(Text)
|Yep... that was me (no not literally). I could fall asleep anywhere, |
doing anything, even mid sentence sometimes.
I was diagnosed with Sleep Apnea in the summer of 2004 by my mom, of all people lol. She had already been diagnosed with her sleep apnea and was sleeping better with the use of her CPAP. One morning I went up into her room to talk to her about something and I remember, she was sitting at the desk on the computer chair in her room and I flopped on her bed... Somewhere mid convo, I fell asleep (as I always did when my apnea was at it's worst). When I woke up maybe 5 minutes later my mom was sitting there staring at me (kinda creepy - love you mom) and she said to me, "Rach, you have sleep apnea. I want you to make an appointment with the pulmonologist and go for a sleep study."
I was so upset... The idea of having to sleep with that mask and look like Darth Vader every night was unfathomable, but at the same time I remember feeling relieved that this almost narcoleptic behavior I was exhibiting may stop! After all, I had already fallen asleep behind the wheel twice, both times with other people in the car. The first time I almost hit an 18 wheeler and the second time I was woken up by flashing police lights pulling me over for switching lanes without signaling.
So I went for my sleep study and sure enough, as much as any child HATES admitting their parents are right, my mom was right. The second sleep study was my fitting for my mask and CPAP setting. I think that night was the best night of sleep I have ever had! I start sleeping with my new CPAP...
Fast forward.... June of 2011, right after my separation, I decided I didn't want to wear my CPAP anymore. There were many reasons for this decision. The two main ones were...
- It was always a thing in my marriage that my ex-husband would kiss me good night and put my mask on before we went to sleep and I just couldn't wear it because every night I put it on myself I'd fall asleep crying thinking about him...
- I was going to start dating again... Who the hell would want to sleep next to Darth Vader... Oh yea because that's uber SEXAY!! NOT! I wasn't doin' that sorry....
You guys remember my fitnit... Awesome tool and the new version comes with a step counter! Check out my review here.
I started tracking my sleep with the fitbit and here is what I found... Out of the 6 hours and 9 minutes I was "asleep" I only got 3 hours and 6 minutes of ACTUAL SLEEP!!!!
Ugh, guess that means I still need my machine after all... I fought the idea for another few months until other things started happening...
(End Text)
**Required work**
(A) Transcribe the sleep apnea post from "- I was going" to "doin' that sorry....", keeping every word and mark the same.
(B) List every length of time in the sleep apnea post that is given in hours or minutes.
(Source material)
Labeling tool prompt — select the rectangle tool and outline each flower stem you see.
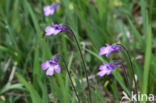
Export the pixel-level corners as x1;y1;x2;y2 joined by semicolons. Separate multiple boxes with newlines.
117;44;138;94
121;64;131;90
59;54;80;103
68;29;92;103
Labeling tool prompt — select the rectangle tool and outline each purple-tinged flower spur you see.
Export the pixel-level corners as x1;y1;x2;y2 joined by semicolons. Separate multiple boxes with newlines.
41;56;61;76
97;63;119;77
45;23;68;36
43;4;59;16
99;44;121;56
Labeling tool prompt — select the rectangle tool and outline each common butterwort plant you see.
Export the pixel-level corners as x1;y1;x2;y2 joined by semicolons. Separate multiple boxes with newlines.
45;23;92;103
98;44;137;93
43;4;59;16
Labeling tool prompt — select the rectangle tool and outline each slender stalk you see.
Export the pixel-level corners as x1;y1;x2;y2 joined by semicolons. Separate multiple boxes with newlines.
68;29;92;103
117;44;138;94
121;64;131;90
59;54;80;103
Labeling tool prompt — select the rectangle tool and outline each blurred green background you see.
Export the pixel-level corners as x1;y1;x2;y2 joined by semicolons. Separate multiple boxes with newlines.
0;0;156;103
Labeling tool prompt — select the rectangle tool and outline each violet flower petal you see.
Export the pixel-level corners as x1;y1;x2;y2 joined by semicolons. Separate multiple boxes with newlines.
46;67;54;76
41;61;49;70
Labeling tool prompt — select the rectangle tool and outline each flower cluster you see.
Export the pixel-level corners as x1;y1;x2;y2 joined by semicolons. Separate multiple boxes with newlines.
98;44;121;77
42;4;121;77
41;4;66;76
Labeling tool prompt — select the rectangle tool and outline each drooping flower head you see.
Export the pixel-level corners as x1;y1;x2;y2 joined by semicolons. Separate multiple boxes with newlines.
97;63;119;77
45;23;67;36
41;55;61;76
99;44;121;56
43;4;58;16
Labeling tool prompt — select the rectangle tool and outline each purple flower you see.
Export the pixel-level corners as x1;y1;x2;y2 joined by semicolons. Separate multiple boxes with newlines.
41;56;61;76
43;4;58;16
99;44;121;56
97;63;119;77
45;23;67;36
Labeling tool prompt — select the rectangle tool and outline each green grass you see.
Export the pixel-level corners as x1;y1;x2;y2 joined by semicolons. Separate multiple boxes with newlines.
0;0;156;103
(End Source material)
(Source material)
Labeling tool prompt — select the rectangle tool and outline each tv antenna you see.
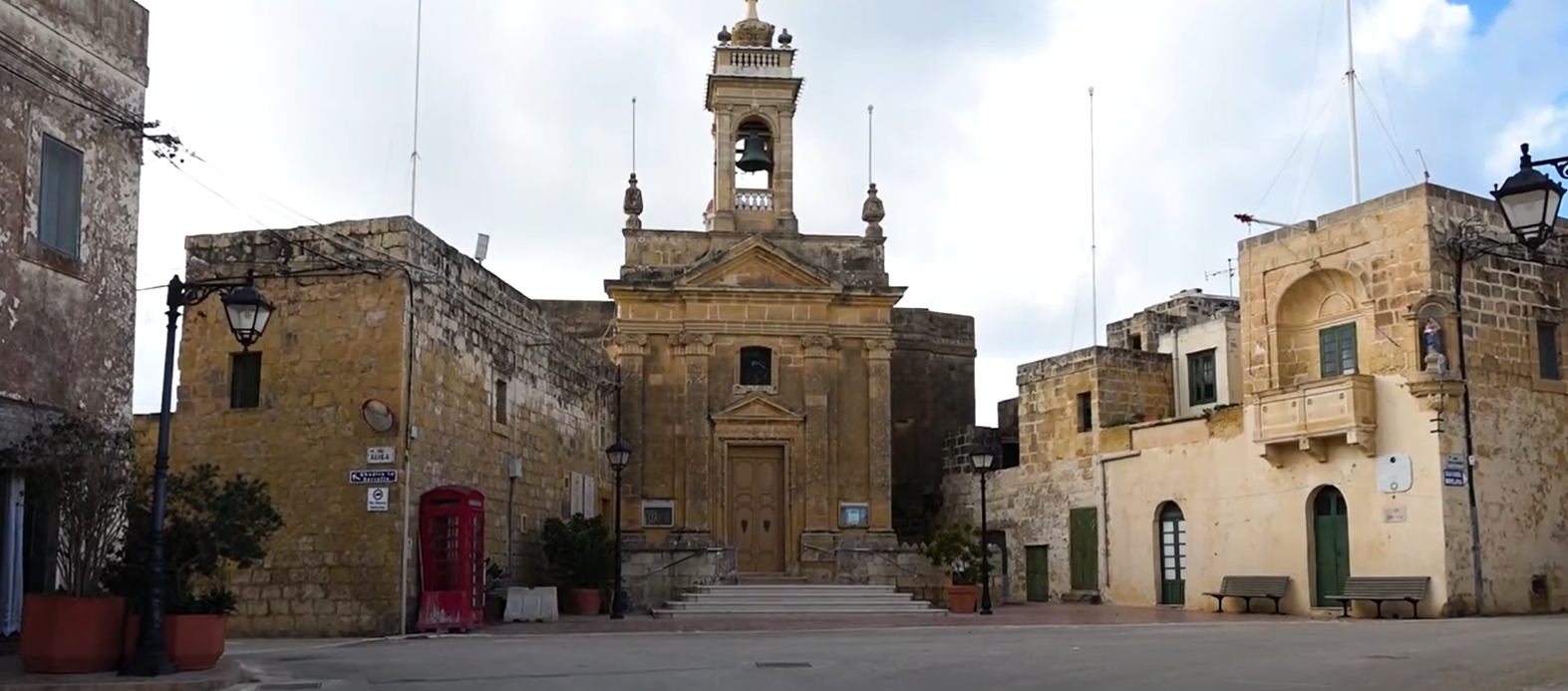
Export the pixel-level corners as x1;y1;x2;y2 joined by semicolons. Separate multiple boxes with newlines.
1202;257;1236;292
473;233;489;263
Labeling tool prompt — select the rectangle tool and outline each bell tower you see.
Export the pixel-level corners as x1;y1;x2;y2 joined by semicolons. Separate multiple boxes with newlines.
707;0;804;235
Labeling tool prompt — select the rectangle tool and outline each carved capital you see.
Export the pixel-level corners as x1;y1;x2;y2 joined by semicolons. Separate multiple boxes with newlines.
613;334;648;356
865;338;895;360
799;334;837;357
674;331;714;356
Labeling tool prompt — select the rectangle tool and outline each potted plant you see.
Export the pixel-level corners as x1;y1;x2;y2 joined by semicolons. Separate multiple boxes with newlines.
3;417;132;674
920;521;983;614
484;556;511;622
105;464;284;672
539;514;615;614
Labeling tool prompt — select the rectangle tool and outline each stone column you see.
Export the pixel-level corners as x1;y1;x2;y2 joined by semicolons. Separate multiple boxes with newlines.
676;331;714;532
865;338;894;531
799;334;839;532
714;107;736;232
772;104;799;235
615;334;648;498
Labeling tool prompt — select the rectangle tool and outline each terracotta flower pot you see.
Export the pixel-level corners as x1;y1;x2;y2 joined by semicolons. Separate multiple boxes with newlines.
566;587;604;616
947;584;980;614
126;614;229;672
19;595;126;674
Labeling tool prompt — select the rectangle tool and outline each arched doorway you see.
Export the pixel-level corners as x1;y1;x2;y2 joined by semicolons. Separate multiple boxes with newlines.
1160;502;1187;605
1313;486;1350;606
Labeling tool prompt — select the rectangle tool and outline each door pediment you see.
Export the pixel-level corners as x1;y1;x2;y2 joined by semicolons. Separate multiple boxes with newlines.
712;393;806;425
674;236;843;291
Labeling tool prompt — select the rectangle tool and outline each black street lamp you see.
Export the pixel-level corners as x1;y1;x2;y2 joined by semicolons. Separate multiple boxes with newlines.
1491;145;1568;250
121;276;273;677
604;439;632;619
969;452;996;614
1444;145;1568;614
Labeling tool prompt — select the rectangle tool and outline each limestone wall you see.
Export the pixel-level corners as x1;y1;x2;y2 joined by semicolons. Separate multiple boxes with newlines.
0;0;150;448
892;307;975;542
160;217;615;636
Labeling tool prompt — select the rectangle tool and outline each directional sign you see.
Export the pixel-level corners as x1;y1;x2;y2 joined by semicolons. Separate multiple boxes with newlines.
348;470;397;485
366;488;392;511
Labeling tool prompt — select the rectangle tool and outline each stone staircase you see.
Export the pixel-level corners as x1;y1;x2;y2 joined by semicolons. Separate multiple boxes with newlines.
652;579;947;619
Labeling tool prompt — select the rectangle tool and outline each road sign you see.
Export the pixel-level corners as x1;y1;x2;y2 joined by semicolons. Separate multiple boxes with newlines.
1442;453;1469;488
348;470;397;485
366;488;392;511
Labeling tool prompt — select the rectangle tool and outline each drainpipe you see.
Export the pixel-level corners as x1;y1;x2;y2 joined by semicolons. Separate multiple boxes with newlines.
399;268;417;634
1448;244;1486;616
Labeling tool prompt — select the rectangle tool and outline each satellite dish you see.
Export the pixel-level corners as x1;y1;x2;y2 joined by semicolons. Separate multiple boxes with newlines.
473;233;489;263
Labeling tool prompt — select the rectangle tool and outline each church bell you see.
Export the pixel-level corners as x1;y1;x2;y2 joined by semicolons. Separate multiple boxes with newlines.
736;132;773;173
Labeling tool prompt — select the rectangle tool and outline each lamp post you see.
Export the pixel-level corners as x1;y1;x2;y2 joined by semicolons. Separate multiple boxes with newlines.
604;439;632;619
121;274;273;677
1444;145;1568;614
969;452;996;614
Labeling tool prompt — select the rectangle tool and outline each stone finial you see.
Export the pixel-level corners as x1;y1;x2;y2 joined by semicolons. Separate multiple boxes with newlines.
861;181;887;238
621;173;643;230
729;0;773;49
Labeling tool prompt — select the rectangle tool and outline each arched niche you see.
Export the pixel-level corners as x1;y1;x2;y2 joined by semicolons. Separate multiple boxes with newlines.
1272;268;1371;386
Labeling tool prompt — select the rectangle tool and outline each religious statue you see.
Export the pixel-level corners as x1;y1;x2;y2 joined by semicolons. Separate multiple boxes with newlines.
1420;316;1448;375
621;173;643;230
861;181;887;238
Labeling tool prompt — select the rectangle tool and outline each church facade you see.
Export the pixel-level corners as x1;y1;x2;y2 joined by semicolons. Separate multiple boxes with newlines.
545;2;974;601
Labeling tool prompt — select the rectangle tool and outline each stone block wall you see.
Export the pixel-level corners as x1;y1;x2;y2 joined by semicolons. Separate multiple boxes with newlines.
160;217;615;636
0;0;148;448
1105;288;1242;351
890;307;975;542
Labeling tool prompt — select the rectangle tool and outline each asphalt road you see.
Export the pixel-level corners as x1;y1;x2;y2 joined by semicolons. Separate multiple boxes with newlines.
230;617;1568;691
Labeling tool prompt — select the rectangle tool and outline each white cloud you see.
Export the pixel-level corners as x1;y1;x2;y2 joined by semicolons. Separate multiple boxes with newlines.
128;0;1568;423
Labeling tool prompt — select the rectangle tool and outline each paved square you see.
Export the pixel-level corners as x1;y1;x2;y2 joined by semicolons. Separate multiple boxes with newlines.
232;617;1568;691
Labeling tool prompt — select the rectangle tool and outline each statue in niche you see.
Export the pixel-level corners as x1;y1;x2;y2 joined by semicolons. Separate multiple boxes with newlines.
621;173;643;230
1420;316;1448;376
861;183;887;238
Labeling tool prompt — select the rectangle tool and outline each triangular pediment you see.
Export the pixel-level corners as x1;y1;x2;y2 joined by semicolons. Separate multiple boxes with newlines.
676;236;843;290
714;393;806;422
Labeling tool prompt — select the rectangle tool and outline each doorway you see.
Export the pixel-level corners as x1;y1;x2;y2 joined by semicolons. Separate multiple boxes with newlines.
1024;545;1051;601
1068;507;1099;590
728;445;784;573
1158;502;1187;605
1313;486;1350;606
(End Source material)
(Source material)
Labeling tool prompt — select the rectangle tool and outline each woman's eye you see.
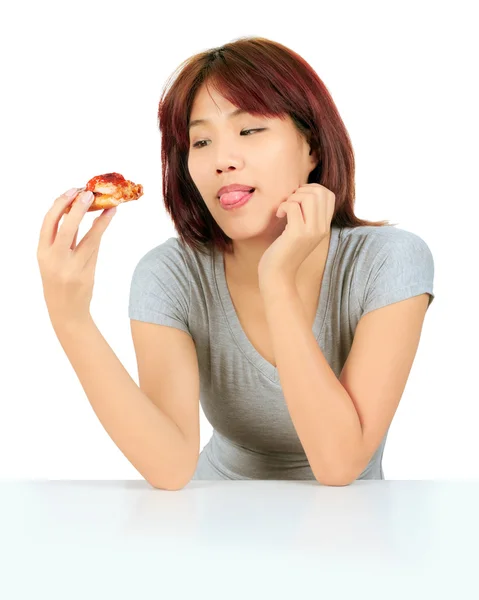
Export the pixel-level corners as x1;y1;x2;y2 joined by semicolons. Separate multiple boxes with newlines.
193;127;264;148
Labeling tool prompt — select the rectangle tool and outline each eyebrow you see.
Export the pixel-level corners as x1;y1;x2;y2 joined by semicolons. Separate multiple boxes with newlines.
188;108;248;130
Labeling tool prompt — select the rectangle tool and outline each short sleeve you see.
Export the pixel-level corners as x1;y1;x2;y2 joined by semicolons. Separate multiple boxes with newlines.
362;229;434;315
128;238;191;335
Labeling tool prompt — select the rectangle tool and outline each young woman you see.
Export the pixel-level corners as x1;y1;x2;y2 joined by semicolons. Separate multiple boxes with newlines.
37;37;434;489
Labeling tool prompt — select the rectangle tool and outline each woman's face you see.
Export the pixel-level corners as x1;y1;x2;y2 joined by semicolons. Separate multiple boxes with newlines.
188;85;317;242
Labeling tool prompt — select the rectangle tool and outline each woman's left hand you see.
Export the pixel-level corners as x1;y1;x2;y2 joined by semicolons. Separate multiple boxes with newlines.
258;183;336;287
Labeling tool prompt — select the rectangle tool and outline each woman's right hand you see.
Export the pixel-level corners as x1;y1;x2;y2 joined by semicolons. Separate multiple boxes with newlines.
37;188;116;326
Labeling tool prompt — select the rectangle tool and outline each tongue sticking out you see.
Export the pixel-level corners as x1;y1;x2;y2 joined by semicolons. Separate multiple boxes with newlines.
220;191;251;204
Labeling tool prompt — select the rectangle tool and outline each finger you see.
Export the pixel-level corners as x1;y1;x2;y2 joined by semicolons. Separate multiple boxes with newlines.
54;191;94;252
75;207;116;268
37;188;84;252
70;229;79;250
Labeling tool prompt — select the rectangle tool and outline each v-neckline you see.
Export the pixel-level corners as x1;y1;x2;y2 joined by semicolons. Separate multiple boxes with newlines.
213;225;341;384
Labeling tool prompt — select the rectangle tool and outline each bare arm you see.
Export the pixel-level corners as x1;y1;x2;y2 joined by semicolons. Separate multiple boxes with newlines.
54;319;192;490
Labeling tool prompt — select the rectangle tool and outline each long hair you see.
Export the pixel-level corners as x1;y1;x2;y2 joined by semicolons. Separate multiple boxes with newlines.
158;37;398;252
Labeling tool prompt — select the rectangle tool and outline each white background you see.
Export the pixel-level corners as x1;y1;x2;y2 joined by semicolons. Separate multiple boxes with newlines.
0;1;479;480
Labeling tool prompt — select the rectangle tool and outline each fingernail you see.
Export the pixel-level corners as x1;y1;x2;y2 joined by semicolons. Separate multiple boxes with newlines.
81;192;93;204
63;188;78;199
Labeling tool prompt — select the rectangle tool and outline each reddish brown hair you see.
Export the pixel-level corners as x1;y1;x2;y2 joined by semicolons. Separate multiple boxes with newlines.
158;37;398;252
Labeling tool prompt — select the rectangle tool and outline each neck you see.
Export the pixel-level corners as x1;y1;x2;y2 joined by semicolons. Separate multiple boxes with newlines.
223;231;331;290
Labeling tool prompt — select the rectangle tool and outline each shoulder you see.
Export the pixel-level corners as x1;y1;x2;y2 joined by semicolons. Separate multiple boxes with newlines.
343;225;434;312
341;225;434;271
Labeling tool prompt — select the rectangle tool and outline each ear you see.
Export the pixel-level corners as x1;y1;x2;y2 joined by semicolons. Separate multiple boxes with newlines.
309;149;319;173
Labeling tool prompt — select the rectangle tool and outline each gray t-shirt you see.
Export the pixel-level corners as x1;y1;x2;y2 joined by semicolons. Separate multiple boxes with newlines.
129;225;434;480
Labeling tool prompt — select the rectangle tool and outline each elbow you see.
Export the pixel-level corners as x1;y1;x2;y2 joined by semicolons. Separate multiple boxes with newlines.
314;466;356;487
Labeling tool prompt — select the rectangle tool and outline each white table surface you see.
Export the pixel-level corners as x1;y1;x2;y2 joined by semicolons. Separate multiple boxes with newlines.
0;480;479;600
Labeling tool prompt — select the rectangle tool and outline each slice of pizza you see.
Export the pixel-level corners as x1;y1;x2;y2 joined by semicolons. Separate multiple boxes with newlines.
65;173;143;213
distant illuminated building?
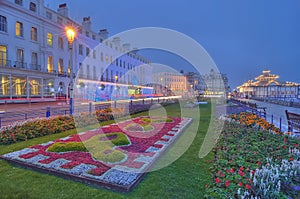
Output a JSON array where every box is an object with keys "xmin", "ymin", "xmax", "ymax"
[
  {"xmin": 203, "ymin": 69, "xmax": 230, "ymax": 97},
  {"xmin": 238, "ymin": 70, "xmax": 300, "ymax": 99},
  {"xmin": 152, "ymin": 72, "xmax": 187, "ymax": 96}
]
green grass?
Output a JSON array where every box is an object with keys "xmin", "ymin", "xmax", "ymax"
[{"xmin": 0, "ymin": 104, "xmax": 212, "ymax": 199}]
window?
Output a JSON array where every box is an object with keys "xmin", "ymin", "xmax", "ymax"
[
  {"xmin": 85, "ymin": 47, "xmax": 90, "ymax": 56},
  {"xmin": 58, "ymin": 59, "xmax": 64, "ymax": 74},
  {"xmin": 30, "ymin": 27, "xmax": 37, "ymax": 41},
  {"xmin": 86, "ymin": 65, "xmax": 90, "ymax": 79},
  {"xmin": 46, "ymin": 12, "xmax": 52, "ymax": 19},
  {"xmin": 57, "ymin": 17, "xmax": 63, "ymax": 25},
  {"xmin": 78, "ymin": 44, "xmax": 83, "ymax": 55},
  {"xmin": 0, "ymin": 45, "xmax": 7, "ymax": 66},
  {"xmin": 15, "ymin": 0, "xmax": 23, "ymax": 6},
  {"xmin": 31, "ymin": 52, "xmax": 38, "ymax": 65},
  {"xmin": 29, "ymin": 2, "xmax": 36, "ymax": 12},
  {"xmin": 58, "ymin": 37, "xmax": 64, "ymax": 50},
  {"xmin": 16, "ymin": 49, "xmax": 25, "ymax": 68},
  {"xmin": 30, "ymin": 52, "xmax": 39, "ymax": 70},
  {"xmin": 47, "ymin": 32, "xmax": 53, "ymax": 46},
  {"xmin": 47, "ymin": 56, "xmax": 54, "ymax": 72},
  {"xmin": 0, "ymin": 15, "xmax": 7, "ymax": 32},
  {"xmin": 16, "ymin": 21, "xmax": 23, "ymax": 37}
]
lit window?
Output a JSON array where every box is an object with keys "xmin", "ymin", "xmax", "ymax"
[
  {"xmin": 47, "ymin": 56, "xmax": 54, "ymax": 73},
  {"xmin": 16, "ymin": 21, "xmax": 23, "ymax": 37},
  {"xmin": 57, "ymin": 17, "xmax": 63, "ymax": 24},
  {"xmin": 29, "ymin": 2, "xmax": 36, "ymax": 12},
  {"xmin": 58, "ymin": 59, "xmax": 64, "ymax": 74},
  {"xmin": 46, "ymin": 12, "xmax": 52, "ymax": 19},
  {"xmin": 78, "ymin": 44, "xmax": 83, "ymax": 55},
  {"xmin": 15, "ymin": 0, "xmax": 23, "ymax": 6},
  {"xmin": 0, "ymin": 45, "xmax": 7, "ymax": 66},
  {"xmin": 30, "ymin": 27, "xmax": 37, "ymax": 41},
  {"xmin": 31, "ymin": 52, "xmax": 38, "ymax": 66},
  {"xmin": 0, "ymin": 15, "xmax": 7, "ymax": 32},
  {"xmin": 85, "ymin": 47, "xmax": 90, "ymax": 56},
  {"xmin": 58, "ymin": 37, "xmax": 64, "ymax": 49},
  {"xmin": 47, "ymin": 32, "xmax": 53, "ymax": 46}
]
(End Source material)
**Per-task answers**
(A)
- I was going to start dating again... Who the hell would want to sleep next to Darth Vader... Oh yea because that's uber SEXAY!! NOT! I wasn't doin' that sorry....

(B)
- 5 minutes
- 6 hours and 9 minutes
- 3 hours and 6 minutes